##### Given data
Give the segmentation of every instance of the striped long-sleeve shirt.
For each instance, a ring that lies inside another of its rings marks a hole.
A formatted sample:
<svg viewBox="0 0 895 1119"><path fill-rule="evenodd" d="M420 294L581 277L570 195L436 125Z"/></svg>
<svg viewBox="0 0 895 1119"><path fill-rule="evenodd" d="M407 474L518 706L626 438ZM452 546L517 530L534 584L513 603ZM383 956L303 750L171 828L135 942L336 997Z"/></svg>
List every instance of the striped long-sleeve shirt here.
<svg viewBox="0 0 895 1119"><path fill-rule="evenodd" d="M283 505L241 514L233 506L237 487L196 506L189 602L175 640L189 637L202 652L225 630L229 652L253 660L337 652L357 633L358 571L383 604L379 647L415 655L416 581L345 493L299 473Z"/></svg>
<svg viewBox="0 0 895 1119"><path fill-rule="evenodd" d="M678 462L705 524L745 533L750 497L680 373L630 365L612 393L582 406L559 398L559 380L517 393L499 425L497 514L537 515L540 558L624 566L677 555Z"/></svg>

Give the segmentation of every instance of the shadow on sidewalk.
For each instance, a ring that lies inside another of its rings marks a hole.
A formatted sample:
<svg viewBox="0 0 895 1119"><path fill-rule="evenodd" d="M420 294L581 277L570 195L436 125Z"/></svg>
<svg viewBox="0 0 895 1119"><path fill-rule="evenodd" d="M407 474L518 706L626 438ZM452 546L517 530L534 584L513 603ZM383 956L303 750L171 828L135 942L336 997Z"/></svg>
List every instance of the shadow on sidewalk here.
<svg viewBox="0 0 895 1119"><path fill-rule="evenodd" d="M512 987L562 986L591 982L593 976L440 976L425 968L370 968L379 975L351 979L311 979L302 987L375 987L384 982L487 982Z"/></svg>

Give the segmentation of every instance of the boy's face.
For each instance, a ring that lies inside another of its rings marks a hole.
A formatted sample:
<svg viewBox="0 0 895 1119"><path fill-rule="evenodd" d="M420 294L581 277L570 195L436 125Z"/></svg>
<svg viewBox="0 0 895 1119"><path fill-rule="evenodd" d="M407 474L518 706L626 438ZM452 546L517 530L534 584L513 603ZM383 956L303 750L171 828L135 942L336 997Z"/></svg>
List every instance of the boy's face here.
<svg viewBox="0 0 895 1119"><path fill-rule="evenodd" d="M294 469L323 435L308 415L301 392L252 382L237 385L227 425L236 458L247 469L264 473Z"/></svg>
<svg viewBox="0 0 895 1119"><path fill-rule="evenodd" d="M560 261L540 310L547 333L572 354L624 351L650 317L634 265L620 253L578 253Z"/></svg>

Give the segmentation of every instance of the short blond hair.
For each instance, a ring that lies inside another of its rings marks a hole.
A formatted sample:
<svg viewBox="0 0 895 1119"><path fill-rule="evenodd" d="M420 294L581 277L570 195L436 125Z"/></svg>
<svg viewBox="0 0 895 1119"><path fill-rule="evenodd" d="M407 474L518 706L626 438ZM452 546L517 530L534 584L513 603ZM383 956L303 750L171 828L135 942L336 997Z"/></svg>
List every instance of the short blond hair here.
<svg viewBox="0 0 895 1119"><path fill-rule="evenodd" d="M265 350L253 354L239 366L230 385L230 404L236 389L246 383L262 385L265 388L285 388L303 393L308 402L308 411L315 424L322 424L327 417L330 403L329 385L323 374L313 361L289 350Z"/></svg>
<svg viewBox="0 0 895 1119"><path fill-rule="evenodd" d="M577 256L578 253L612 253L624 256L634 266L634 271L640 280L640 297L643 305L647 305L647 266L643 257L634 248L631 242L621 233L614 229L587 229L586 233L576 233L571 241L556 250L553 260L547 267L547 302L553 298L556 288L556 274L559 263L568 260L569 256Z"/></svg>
##########
[What you have to do] Print the material once more, exactly.

[Solved exercise]
Give the segmentation of every instance of the striped long-sleeve shirt.
For each instance, a ring that lies inside another of its rings marks a hole.
A formatted sample:
<svg viewBox="0 0 895 1119"><path fill-rule="evenodd" d="M420 294L581 277L570 195L436 125Z"/></svg>
<svg viewBox="0 0 895 1119"><path fill-rule="evenodd" d="M407 474L518 706L626 438ZM452 546L517 530L534 584L513 603ZM383 956L303 750L171 828L135 942L336 997Z"/></svg>
List every instance of the striped long-sleeve shirt here.
<svg viewBox="0 0 895 1119"><path fill-rule="evenodd" d="M283 505L241 514L233 506L237 487L196 506L189 602L175 640L189 637L202 652L225 630L229 652L253 660L337 652L357 633L358 571L383 604L379 647L415 655L416 581L345 493L299 473Z"/></svg>
<svg viewBox="0 0 895 1119"><path fill-rule="evenodd" d="M678 462L705 524L745 533L750 497L680 373L630 365L612 393L582 406L559 398L559 380L517 393L499 425L497 514L537 515L540 558L624 566L677 555Z"/></svg>

Give the segmentation of every instance of the shadow on sidewalk.
For each instance, a ring that lies inside another of its rings marks a hole.
A formatted sample:
<svg viewBox="0 0 895 1119"><path fill-rule="evenodd" d="M420 294L581 277L570 195L436 125Z"/></svg>
<svg viewBox="0 0 895 1119"><path fill-rule="evenodd" d="M407 474L518 706L626 438ZM452 546L517 530L534 584L513 603ZM383 956L303 750L171 828L135 942L336 997Z"/></svg>
List every instance of the shadow on sidewalk here.
<svg viewBox="0 0 895 1119"><path fill-rule="evenodd" d="M512 987L562 986L591 982L593 976L440 976L425 968L370 968L379 975L351 979L311 979L302 987L375 987L384 982L487 982Z"/></svg>

Give the segmentation of every instance of the boy's face.
For each instance, a ring that lies inside another of its rings marks a hole.
A formatted sample:
<svg viewBox="0 0 895 1119"><path fill-rule="evenodd" d="M420 294L581 277L570 195L436 125Z"/></svg>
<svg viewBox="0 0 895 1119"><path fill-rule="evenodd" d="M407 474L518 706L626 438ZM452 546L517 530L534 584L513 603ZM383 956L303 750L171 828L135 942L336 997Z"/></svg>
List every instance of the boy's face here.
<svg viewBox="0 0 895 1119"><path fill-rule="evenodd" d="M294 469L323 435L308 415L301 392L252 382L237 385L227 425L236 458L247 469L264 473Z"/></svg>
<svg viewBox="0 0 895 1119"><path fill-rule="evenodd" d="M560 261L540 310L547 333L572 354L624 351L650 317L634 265L620 253L578 253Z"/></svg>

Give the segmentation of every instance of the short blond hair.
For each instance, a ring that lies inside another of its rings marks a hole.
A formatted sample:
<svg viewBox="0 0 895 1119"><path fill-rule="evenodd" d="M420 294L581 277L570 195L436 125Z"/></svg>
<svg viewBox="0 0 895 1119"><path fill-rule="evenodd" d="M407 474L518 706L626 438ZM452 546L517 530L534 584L513 603ZM383 956L303 750L171 828L135 942L336 997Z"/></svg>
List every instance of the short blond hair here.
<svg viewBox="0 0 895 1119"><path fill-rule="evenodd" d="M265 350L253 354L239 366L230 385L230 404L236 389L246 383L262 385L265 388L285 388L303 393L308 402L308 411L315 424L322 424L327 417L330 403L329 385L323 374L313 361L289 350Z"/></svg>
<svg viewBox="0 0 895 1119"><path fill-rule="evenodd" d="M577 256L578 253L612 253L624 256L634 266L634 271L640 280L640 297L643 305L647 305L647 266L643 257L634 248L631 242L621 233L614 229L587 229L586 233L576 233L571 241L556 250L553 260L547 267L547 302L553 298L556 288L556 274L559 263L568 260L569 256Z"/></svg>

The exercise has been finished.